Extracted text:
>>>>>

His comments came as the Britain-based Syrian Observatory for Human Rights (SOHR) said Thursday that militants fighting Kurdish forces to enter the city could break through at any moment, unleashing the kinds of massacres and atrocities they have carried out elsewhere.

The city is defended by the People’s Protection Units (YPG), the main protection force in Syrian Kurdistan (Rojava) which has links to PKK.

The Kurds accuse Turkey of turning a blind eye to the suffering in Kobane, and are outraged since a recent border closure that prevents young Turkish-Kurds to go and fight for Kobane’s defence.

The Turkish parliament, meanwhile, authorized military action in Iraq and Syria in a motion debated late into the evening. 

SOHR said that clashes are taking place between ISIS and YPG forces only hundreds of meters from Kobane  (Ayn al-Arab in Arabic), both in the east and west.

Residents who resisted leaving in a mass exodus during nearly two weeks of fighting for the city fear the militants could break in at any moment, SOHR said.

Meanwhile, Kobane’s defence chief told the Voice of America’s Kurdish service that a "large-scale massacre" by ISIS is imminent, without international aid.

<<<<<

Record list:

>>>>>

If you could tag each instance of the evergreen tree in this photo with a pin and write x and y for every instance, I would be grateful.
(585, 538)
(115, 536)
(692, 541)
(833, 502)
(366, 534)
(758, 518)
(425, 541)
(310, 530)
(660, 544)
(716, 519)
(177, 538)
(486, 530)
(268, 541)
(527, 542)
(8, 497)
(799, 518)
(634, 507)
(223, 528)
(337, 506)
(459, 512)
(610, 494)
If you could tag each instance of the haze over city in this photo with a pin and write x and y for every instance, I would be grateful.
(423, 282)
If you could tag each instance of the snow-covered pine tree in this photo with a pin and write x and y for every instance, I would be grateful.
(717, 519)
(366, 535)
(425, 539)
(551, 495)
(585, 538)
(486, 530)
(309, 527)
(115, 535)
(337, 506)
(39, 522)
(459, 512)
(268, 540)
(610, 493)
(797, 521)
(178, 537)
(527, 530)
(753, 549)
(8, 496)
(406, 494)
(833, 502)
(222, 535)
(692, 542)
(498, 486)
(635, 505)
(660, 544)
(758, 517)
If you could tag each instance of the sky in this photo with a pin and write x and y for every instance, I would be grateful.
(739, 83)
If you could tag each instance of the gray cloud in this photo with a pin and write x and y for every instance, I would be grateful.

<<<<<

Set of tasks:
1 > Using the Kobane report, rewrite the paragraph beginning "The Kurds accuse Turkey" as one shorter sentence that keeps its main facts.
2 > According to the Kobane report, what is Kobane called in Arabic?
3 > Write the next paragraph of the Kobane report, picking up after its final sentence.

Responses to the exercise:
1 > The Kurds accuse Turkey of ignoring Kobane's suffering and are angry that a recent border closure stops young Turkish-Kurds from going to defend the city.

2 > Ayn al-Arab.

3 >
Ismet Sheikh Khan said that Kurdish fighters defending the area felt abandoned by the US-led coalition forces, despite airstrikes nearby in recent days. US planes carried out airstrikes near Kobane last Saturday.

"It is only a matter of time before they (ISIS) enter the city and commit a large-scale massacre against the people. The US and coalition (forces) need to strike ISIS targets before it is too late," said Khan, who oversees the defence of Kobane.

A weeks-long siege of Kobane by ISIS saw another massive exodus of refugees into neighboring Turkey.

Some 160,000 Syrian Kurds have crossed to Turkey to escape ISIS.  But Ankara has refused to assist the Kurdish fighters of the YPG, since the group is linked to the PKK.

Ocalan said he considered the Kobane reality and the peace process in Turkey as an “indivisible whole,” and called on everyone to defend “this democratic journey and struggle for humanity that has cost everybody a lot.”